- _TASK DIRECTIONS_
Write out the records once more, exactly as given.

AVAILABLE DATA below:

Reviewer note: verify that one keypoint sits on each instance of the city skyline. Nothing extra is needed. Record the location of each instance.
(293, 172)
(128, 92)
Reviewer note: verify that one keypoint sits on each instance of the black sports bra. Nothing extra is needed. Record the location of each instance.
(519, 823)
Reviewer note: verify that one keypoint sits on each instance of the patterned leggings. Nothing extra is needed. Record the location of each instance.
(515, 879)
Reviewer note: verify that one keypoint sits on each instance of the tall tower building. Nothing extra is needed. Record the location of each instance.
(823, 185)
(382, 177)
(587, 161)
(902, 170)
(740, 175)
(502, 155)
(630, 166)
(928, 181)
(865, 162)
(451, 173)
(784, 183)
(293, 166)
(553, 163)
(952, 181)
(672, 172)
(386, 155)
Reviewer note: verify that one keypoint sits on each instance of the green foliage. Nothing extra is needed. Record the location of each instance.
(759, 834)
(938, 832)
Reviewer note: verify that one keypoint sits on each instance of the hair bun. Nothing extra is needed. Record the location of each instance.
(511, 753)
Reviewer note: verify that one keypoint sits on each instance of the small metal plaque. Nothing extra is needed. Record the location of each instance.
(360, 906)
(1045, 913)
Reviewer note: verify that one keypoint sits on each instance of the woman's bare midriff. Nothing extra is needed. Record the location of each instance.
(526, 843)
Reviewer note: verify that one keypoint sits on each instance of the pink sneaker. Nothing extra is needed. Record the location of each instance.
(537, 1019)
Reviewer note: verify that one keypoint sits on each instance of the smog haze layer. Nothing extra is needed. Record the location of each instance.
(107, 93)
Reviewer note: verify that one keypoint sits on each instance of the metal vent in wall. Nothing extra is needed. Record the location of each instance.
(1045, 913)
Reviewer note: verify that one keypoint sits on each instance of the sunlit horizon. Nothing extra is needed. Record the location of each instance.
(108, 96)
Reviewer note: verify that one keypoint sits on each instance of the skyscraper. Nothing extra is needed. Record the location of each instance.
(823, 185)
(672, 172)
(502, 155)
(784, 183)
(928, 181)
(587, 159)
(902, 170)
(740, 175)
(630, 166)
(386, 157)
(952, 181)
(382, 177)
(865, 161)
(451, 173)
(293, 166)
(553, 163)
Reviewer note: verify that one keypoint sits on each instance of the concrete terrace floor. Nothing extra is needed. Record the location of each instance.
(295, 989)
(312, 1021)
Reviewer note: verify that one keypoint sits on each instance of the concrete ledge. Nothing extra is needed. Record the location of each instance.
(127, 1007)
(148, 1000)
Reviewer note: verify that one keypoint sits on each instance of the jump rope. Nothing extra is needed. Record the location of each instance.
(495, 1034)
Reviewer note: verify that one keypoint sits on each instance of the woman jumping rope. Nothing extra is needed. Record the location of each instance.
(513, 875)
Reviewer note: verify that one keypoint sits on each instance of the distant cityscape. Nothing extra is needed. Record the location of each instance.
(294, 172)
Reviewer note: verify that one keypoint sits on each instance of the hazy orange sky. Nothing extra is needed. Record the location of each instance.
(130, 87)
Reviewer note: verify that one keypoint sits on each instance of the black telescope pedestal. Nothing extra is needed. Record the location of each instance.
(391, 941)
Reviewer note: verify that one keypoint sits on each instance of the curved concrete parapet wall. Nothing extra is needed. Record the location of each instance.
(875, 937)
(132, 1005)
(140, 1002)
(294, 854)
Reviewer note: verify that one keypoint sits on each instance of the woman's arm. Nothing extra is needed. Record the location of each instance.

End of AVAILABLE DATA.

- _ANSWER TO THIS TASK_
Reviewer note: verify that one keypoint sits on each instance of the city skyline. Nothing extra is needed. Record the location of each instance.
(293, 172)
(128, 92)
Reviewer note: verify that one keypoint sits on each instance of the black sports bra. Nothing extra is needed. Record the location of each instance.
(519, 823)
Reviewer note: verify that one keypoint sits on each instance of the patterned leggings. Nothing extra is needed. Record the location of each instance.
(515, 879)
Reviewer note: verify that one keypoint sits on each instance of the tall tower building. Nothing extra is needed. Record the location of each instance.
(823, 185)
(382, 177)
(587, 161)
(902, 170)
(740, 175)
(502, 155)
(630, 166)
(928, 181)
(865, 162)
(451, 173)
(784, 183)
(293, 166)
(553, 163)
(952, 181)
(672, 172)
(386, 155)
Reviewer note: verify that one keypoint sits on each instance of the green foliage. Nothing extra is needed. Record the location of each instance.
(759, 834)
(938, 832)
Reviewer note: verify that one keypoint sits on each instance of the hair bun. Nothing extra is needed. Record the location of each instance.
(511, 753)
Reviewer note: verify that one keypoint sits on each instance of the small metal plaque. Nothing extra is needed. Record the location of each instance.
(360, 906)
(1045, 913)
Reviewer note: verify that one keypoint sits on each instance of the woman's bare midriff. Nothing extra is needed. Record the location of each instance.
(526, 843)
Reviewer note: verify that one keypoint sits on each instance of the pink sneaker. Nothing extra is needed. Record the location of each instance.
(537, 1019)
Reviewer note: verify that one keypoint sits on each instance of the smog haze layer. Nothing extra is needed. Record the location of each instance.
(107, 93)
Reviewer note: verify that one keypoint sits on each instance of the metal vent in wall. Nothing extra is needed. Record the location of each instance.
(1045, 913)
Reviewer note: verify that one keypoint sits on each instance of the sunlit horizon. Nothing extra is needed. Record the location of each instance.
(108, 96)
Reviewer note: verify that one keypoint sits on each instance of the skyscraper. Nothing extra is needed. Record the location of each instance.
(823, 185)
(672, 172)
(502, 155)
(784, 183)
(928, 181)
(587, 159)
(902, 170)
(740, 175)
(630, 166)
(386, 157)
(952, 181)
(382, 177)
(865, 161)
(451, 173)
(293, 166)
(553, 163)
Reviewer note: verify that one keypoint sits on each instance of the concrete terrace floor. Nothing extra is needed. Record the location of each instance.
(295, 989)
(312, 1021)
Reviewer note: verify that one keypoint sits on each instance of the concrete ledge. Nothing extra is needed. Record the location of each instance.
(127, 1007)
(148, 1000)
Reviewer note: verify that one keypoint sits on each instance of the jump rope. Nothing extra is needed. Record the location of each instance.
(495, 1034)
Reviewer note: verify that one keypoint sits on each instance of the woman jumping rope. Nothing extra is needed. Record the location of each instance.
(513, 875)
Reviewer note: verify that one keypoint sits on each instance of the distant cityscape. Nothing extra is needed. Record the location of each instance.
(294, 172)
Reviewer note: verify that one keypoint sits on each instance of the hazy orange sky. Nothing extra is needed. Record the location of each instance.
(130, 87)
Reviewer note: verify that one keypoint sits on each instance of the black telescope pedestal. Nothing extra is needed. Record the location of each instance.
(391, 941)
Reviewer note: verify that one keypoint sits on each instance of the curved concrete parapet wall. Nothing extra is needed. Record the location of each instance.
(875, 937)
(132, 1005)
(140, 1002)
(294, 854)
Reviewer note: verify that one keypoint sits on each instance of the woman's arm. Nothing extra is needed. Record the location of each instance.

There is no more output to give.